About this exercise: Nothing but the line with "If you could identify the white cloud" and the lines after it should appear, each retyped exactly as in the listing.

====== The data ======

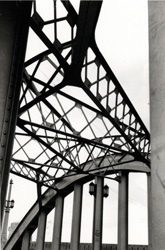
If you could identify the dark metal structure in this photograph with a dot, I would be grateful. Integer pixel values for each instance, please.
(74, 120)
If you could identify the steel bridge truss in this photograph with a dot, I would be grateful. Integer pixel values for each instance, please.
(73, 112)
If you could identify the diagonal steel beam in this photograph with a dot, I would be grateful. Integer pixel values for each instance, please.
(86, 24)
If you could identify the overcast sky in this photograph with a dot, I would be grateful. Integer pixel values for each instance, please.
(122, 36)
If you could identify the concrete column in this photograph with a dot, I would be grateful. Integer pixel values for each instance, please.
(157, 116)
(76, 217)
(14, 23)
(41, 231)
(26, 240)
(98, 215)
(123, 212)
(149, 207)
(56, 242)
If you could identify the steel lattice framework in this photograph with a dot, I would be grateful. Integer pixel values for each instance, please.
(73, 112)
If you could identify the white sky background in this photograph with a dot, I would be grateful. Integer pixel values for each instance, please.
(122, 37)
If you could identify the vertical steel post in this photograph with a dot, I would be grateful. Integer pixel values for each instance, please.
(76, 216)
(123, 212)
(26, 240)
(57, 230)
(6, 216)
(41, 230)
(157, 121)
(98, 215)
(14, 24)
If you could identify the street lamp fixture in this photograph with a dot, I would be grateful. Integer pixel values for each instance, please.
(9, 204)
(93, 190)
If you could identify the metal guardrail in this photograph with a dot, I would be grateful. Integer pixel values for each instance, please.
(88, 246)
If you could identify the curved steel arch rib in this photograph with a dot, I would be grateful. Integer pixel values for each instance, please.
(72, 109)
(65, 187)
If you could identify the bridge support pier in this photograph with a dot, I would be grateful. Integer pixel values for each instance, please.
(123, 212)
(57, 230)
(41, 231)
(76, 216)
(157, 105)
(98, 214)
(26, 240)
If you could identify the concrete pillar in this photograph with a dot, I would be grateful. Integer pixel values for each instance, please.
(26, 240)
(76, 217)
(157, 116)
(41, 231)
(149, 207)
(57, 230)
(14, 23)
(123, 212)
(98, 215)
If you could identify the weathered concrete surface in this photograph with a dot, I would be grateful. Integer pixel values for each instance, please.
(157, 100)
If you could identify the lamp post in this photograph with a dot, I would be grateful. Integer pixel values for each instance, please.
(93, 190)
(9, 204)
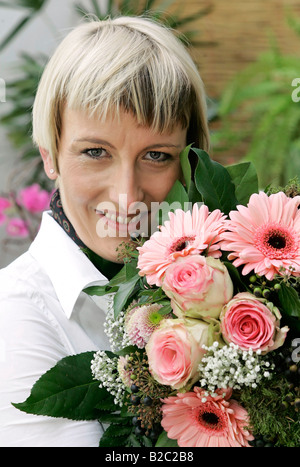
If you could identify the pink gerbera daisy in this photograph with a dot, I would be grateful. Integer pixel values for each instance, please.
(197, 420)
(184, 234)
(265, 235)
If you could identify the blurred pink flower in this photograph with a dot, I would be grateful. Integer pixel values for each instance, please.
(186, 233)
(265, 235)
(5, 203)
(2, 218)
(16, 227)
(34, 199)
(197, 420)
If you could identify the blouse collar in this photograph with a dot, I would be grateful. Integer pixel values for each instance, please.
(68, 268)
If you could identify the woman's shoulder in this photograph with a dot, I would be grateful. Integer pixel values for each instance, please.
(21, 278)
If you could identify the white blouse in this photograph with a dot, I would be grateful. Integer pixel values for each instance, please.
(45, 316)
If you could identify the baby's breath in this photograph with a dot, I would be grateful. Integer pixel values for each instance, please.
(105, 370)
(232, 367)
(114, 328)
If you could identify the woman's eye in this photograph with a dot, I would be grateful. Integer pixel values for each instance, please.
(95, 153)
(156, 156)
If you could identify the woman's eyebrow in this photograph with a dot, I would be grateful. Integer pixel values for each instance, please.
(93, 141)
(101, 141)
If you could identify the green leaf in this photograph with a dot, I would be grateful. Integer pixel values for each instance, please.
(14, 32)
(165, 442)
(289, 299)
(214, 183)
(186, 166)
(67, 390)
(244, 177)
(177, 194)
(123, 294)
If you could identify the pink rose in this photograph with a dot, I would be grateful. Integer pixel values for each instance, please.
(175, 350)
(249, 323)
(198, 286)
(34, 199)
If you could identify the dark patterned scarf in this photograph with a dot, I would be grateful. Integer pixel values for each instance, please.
(107, 268)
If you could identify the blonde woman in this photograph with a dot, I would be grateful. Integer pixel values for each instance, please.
(117, 103)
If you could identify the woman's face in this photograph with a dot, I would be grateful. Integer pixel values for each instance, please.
(111, 171)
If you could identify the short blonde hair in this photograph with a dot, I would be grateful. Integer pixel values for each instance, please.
(129, 63)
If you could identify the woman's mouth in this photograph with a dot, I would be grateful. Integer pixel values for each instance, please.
(119, 224)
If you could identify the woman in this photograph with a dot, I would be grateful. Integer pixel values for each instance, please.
(117, 103)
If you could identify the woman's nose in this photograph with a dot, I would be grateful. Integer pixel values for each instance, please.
(126, 189)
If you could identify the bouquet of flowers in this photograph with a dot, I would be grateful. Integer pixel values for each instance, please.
(203, 324)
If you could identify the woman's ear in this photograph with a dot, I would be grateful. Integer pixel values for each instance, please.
(48, 164)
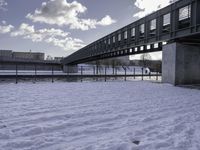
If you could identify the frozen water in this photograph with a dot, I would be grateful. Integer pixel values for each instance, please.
(99, 116)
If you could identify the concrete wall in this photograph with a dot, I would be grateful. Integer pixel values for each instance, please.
(44, 67)
(6, 53)
(28, 55)
(181, 64)
(70, 69)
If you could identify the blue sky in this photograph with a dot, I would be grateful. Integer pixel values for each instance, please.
(60, 27)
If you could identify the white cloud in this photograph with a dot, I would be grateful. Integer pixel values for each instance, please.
(5, 28)
(61, 12)
(149, 6)
(3, 3)
(52, 36)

======

Expected answer:
If you could identify the white cloud in this photograph with a dot, I would be grateful. Integer pixel values for each instance, please.
(5, 28)
(61, 12)
(149, 6)
(3, 3)
(52, 36)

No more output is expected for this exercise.